What you should do
Scan the entries below. Report each line where the string "branch" occurs.

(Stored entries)
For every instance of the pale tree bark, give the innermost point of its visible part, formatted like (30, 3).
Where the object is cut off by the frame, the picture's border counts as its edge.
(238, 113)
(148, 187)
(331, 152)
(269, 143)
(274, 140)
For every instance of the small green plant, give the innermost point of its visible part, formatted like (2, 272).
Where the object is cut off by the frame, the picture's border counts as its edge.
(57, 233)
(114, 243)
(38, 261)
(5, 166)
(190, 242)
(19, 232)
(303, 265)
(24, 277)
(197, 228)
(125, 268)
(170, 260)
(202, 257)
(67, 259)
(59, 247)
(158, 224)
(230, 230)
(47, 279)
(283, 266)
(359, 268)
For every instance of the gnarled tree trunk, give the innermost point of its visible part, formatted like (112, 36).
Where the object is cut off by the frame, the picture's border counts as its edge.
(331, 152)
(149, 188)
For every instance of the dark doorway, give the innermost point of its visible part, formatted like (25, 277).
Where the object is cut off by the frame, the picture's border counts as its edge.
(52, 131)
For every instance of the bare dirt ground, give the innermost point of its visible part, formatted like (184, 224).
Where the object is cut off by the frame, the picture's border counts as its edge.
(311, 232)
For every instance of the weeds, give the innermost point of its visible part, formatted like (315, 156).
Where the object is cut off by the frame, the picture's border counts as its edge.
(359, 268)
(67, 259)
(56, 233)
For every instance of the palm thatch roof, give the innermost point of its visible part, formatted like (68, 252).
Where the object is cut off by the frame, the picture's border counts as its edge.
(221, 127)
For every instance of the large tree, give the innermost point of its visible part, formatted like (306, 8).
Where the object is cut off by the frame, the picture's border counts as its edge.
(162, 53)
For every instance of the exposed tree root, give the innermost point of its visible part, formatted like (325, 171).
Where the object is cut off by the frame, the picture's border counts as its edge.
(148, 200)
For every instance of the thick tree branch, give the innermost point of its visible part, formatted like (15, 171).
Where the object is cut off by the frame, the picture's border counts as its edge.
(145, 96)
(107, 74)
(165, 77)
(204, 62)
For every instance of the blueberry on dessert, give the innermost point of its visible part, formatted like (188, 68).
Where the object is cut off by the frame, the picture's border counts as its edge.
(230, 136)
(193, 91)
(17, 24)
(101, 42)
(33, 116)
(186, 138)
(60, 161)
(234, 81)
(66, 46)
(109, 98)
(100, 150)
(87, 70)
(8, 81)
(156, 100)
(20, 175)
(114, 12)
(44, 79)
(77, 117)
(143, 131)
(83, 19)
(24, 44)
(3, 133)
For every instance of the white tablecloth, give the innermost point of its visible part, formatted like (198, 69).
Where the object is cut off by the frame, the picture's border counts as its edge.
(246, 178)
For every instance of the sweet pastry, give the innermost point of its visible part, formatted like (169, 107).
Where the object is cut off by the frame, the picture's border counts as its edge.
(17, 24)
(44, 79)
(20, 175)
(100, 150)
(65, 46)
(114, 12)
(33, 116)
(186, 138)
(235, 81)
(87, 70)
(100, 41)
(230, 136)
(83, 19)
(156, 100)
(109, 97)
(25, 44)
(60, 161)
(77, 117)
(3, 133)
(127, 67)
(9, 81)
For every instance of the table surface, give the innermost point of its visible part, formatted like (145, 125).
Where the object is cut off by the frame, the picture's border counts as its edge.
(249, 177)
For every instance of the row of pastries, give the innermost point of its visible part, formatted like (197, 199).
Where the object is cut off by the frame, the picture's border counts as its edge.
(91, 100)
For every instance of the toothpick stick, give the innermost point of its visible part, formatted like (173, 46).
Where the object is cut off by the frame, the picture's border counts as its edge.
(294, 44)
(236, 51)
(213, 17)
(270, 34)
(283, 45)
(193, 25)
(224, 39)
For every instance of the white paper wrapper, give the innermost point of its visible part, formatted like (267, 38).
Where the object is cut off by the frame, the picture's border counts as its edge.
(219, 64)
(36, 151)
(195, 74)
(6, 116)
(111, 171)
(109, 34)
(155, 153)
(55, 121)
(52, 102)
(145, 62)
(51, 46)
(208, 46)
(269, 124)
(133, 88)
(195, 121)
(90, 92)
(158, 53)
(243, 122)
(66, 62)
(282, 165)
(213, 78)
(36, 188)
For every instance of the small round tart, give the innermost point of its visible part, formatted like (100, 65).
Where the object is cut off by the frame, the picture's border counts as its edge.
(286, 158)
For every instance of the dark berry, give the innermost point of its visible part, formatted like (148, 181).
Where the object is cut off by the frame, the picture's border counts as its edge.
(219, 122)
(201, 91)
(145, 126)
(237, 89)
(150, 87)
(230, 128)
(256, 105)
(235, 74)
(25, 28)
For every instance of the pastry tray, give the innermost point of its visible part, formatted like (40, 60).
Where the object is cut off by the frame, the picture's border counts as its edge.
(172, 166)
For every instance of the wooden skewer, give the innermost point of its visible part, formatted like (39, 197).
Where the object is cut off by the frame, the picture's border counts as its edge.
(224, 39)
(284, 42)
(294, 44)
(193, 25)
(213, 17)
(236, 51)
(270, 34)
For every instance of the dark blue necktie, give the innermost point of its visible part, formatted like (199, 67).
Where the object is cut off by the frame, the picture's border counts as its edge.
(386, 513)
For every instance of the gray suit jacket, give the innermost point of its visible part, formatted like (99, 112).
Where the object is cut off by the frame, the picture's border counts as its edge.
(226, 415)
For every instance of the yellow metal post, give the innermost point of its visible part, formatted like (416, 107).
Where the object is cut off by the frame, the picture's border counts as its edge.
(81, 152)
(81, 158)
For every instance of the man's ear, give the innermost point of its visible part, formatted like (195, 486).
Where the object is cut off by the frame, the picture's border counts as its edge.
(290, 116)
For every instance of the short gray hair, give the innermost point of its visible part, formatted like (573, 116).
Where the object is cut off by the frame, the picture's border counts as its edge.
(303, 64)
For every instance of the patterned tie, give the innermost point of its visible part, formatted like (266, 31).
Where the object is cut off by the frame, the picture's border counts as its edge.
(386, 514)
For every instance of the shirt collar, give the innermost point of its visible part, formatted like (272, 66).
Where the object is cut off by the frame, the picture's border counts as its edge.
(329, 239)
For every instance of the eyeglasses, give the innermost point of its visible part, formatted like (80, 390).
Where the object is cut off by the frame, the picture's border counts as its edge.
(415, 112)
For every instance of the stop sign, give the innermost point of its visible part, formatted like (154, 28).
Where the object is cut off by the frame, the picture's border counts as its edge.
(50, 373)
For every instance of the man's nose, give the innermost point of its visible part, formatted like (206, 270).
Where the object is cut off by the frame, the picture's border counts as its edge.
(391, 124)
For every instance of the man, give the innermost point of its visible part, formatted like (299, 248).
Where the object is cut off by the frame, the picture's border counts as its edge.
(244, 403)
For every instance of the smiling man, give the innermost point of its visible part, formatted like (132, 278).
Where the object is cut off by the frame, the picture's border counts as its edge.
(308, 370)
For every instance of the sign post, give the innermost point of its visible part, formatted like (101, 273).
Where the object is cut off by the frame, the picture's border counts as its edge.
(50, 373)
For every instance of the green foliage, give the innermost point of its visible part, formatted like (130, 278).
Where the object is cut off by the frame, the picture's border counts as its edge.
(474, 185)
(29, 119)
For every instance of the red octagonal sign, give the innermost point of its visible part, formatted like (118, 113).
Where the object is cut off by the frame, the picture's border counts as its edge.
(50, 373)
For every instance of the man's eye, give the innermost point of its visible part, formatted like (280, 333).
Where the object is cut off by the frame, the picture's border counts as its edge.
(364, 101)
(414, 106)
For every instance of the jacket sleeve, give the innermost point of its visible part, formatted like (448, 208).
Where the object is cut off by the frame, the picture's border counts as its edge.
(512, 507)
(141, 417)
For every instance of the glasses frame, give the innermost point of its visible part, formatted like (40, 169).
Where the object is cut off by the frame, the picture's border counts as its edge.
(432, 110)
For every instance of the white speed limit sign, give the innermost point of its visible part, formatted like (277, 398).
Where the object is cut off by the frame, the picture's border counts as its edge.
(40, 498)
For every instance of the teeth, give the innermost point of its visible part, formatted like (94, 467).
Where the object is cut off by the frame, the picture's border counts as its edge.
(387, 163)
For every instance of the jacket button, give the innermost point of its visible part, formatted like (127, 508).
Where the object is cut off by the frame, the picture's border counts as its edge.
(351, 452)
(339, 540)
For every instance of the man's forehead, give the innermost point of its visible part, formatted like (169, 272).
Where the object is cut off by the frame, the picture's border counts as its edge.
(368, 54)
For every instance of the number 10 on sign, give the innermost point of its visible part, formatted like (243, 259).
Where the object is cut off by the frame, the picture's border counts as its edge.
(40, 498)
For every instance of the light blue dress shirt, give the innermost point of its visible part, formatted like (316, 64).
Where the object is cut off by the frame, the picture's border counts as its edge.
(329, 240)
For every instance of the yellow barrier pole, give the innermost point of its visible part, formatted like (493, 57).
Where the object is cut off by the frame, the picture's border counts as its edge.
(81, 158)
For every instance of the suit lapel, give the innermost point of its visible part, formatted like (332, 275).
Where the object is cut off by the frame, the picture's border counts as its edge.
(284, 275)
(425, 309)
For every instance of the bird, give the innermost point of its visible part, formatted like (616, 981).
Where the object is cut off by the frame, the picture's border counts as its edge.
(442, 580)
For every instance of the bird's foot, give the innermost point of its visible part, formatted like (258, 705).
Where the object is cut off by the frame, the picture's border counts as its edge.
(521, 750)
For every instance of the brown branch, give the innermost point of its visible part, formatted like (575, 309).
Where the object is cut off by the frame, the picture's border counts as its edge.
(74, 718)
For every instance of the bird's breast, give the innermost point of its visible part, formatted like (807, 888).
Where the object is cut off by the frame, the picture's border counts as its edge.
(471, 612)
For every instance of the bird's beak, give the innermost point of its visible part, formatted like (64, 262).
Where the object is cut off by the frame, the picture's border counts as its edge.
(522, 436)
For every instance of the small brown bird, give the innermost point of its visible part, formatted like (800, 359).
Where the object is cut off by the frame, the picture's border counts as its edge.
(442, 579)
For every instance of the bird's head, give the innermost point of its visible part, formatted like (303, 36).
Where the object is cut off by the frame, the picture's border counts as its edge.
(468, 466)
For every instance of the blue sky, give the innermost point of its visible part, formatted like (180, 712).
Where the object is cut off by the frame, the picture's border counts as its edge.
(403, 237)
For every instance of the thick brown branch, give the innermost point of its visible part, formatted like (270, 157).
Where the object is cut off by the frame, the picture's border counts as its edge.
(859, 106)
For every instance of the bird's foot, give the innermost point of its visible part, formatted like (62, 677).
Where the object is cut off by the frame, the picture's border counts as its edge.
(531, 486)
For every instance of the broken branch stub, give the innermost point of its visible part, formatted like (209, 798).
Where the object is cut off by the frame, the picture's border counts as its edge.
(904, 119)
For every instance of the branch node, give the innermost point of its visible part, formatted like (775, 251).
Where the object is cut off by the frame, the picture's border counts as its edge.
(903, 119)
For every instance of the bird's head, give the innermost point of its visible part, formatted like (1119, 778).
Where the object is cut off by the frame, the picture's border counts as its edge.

Answer box
For every instance of the thick tree branch, give the innermost point of its visible part, formatted like (15, 171).
For every instance of the brown branch, give the innermost point of its visible part, formatted like (575, 309).
For every instance of the thick brown branch, give the innermost point of its visible part, formatted like (270, 157).
For every instance of the broken branch stub, give the innermost point of its visible part, formatted like (209, 798).
For every instance of the branch node, give the innermost point of its visible part, formatted like (775, 251).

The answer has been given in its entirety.